## Request 1
In the counter play article, what read rule does the QB follow for the back side EMLOS?
## Request 2
For each statement, say whether the counter play article agrees with it. Answer yes or no, and quote the deciding words. (a) In the single back counter play, the center blocks the most dangerous man. (b) Under Adaptation #2, the QB runs more downhill after he pulls the ball. (c) The bubble and Turn route throws are made beyond the line of scrimmage.
## Request 3
Rename "H player" to "Y player" in the counter play article, and give the text from "In the diagram above, you" up to and including "the original diagram.".

## Excerpted text
_ _ _ _ _
The Counter Trey GT play is one of the best plays in football. When combined with an RPO, it creates two of the toughest types of deception for a defense to defend in modern day football. The Counter GT play offers the deception of misdirection, while the RPO's provide the deception of being a run or a pass. In general, the counter GT play is a great constraint play for any offense that runs a lot of power, zone, slam and other plays that are full flow to the play side.
The base two back counter play run out of split back gun would like this:
As you can see in the Max Counter diagram above, the front side RB fakes into the back side DE. This is important because this block stops the play from being run down from behind. Also, the block allows for all the players in the BOX to be accounted for because the Center can block the most dangerous man A gap to C Gap.
This takes us to the base spread gun single back counter play that would look like this:
With the single back counter play, there is one player in the box left unaccounted for on the back side. The center will block the most dangerous man, but the other will run free. Because of this, the QB will read the back side DE and essentially block him with his eyes by giving the QB the option to pull.
The Give/Pull Option
The first “Option” I am going to discuss with the counter play is really a run/run option by giving the QB Give/Pull Option. In this situation, the QB will read the BACK SIDE end man on the line of scrimmage (EMLOS) of the defense for his give or pull read. As I explained HERE, the QB’s read rule is EMLOS “DE Squeeze and Chase, I Pull and Replace.” If the EMLOS on the back side chases the pulling tackle down the LOS, the QB will pull the ball from the RB and run right where the back side EMLOS left. This read allows for the offense to keep that backside pursuit from chasing the play down from behind. This is a very effective option variation with Counter GT because all of the flow is leading the play. When you are running the play effectively, that back side ‘READ’ player can have a tendency to get nosy and attempt to chase down the play.
In the diagram above, you can see the H player (Green Circle) is blocking the man on him. This would be typical protocol in a normal offense without any run pass options. Once the QB has READ the EMLOS and decided to pull the ball, he is supposed to run straight down hill and replace the read man to get what he can. This pull read can become an RPO very easily with 2 adaptations to the original diagram.
The Give/Pull Option with a Bubble or Juke Route
To make the QB pull read an RPO, these two adaptations need to take place.
- Adaptation #1 – The slot receiver will run a bubble instead of blocking the man on him.
- Adaptation #2 – The QB has to run flatter and less downhill after he pulls the ball.
These two adaptations to the original play gives the QB a run/throw read in the force player that is diagrammed with a dotted green box in the diagram below.
As you can see in the diagram above, the force player is now in a bind. He has to decide if he is going to cover the bubble or tackle the QB. Because of the QB taking a flatter path, he now has time to make the secondary read and keep or throw accordingly. You could also run this same principle with the outside receiver running a Turn route and the slot receiver going to block the corner. I have diagrammed this below:
Since both of these throws are behind the line of scrimmage, lineman down field do not matter even though the play develops slower than a normal RPO. These are really variations of the triple option and take a little more time.
_ _ _ _ _
## Data shown

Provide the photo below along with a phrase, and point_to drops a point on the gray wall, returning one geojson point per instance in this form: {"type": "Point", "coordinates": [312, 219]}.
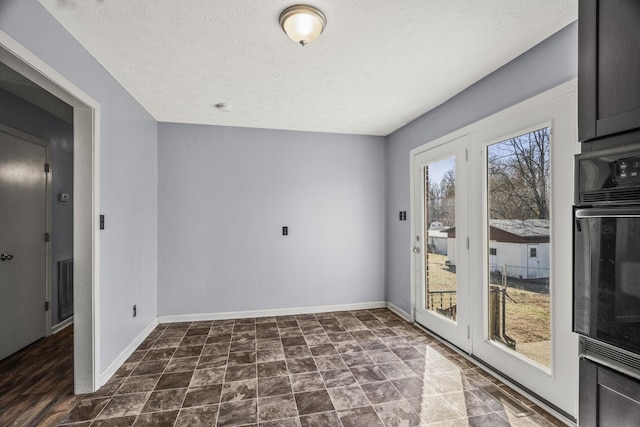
_ _ _ _ _
## Full response 1
"DE Squeeze and Chase, I Pull and Replace."

## Full response 2
(a) Yes: "The center will block the most dangerous man, but the other will run free."
(b) No: "The QB has to run flatter and less downhill after he pulls the ball."
(c) No: "Since both of these throws are behind the line of scrimmage"

## Full response 3
In the diagram above, you can see the Y player (Green Circle) is blocking the man on him. This would be typical protocol in a normal offense without any run pass options. Once the QB has READ the EMLOS and decided to pull the ball, he is supposed to run straight down hill and replace the read man to get what he can. This pull read can become an RPO very easily with 2 adaptations to the original diagram.